In the passage on detainee legislation, which Supreme Court decision does the legislation essentially ignore, according to Vice President Cheney's explanation?

___ Passage to read ___

Saturday 20th of April 2024

justice detained .....

from the Centre for American Progress ….. 

‘For five years after 9/11, the administration failed to work with Congress to develop a system to try detainees. Last week, President Bush finally unveiled legislation for military commissions. "The rationale is clear," Time magazine's Andrew Sullivan writes. "In the week of the fifth anniversary of 9/11 the president wants to change the debate from Iraq, from Iran, from the past and position himself once again as the indispensable protector." With the bill, the administation is "proposing to write into law a two-track system that has existed as a practical matter for some time"; one system that observes the Geneva Convention's ban on "cruel, inhuman or degrading treatment," and one that does not. (Georgetown Law professor Martin Lederman described the move as a "Jeckyll and Hyde routine.") On Sunday's edition of Meet the Press, Vice President Cheney explained why the legislation essentially ignores the Supreme Court's Hamdan decision, which forced the administration to develop a system consistent with Geneva: "I happen to disagree with the Supreme Court. I think the Thomas/Scalia/Alito minority views were the correct ones." It looks as if Congress will toe the administration line. Senate Majority Leader Bill Frist (R-TN) plans to push for a vote "by the end of the month and hopes the memory of the Sept. 11 attacks would help rally lawmakers behind the White House proposal."

Last week, the Pentagon released a revised Army Field Manual that "provides Geneva Convention protections for all detainees and eliminates a secret list of interrogation tactics." The manual bans several controversial techniques, including "forcing prisoners to endure long periods of solitary confinement, using military dogs to threaten prisoners, putting hoods over inmates' heads" and waterboarding. Bush's legislation, however, "would “liberalize the definition of what is torture" by amending the War Crimes Act to "permit use of “hypothermia, threats of violence to the detainee and his family, stress positions, ‘long-time standing,’ prolonged sleep deprivation, and possibly waterboarding." Under the Bush plan, the CIA "will reserve the right to use the tougher tactics," while opening up the possibility the Pentagon later could "revise its own standards to allow the harsher techniques." Army Deputy Chief of Staff for Intelligence John Kimmons warned against legalizing a separate interrogation track. He said, "I am absolutely convinced [that] no good intelligence is going to come from abusive practices. I think history tells us that. I think the empirical evidence of the last five years, hard years, tell us that. ... And we can't afford to go there."

___ Extracted data ___

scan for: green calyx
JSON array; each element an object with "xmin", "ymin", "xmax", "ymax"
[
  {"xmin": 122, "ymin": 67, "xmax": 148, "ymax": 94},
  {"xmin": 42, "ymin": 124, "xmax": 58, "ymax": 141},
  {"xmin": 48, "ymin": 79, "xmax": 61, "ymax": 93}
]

___

(Final result): The Hamdan decision.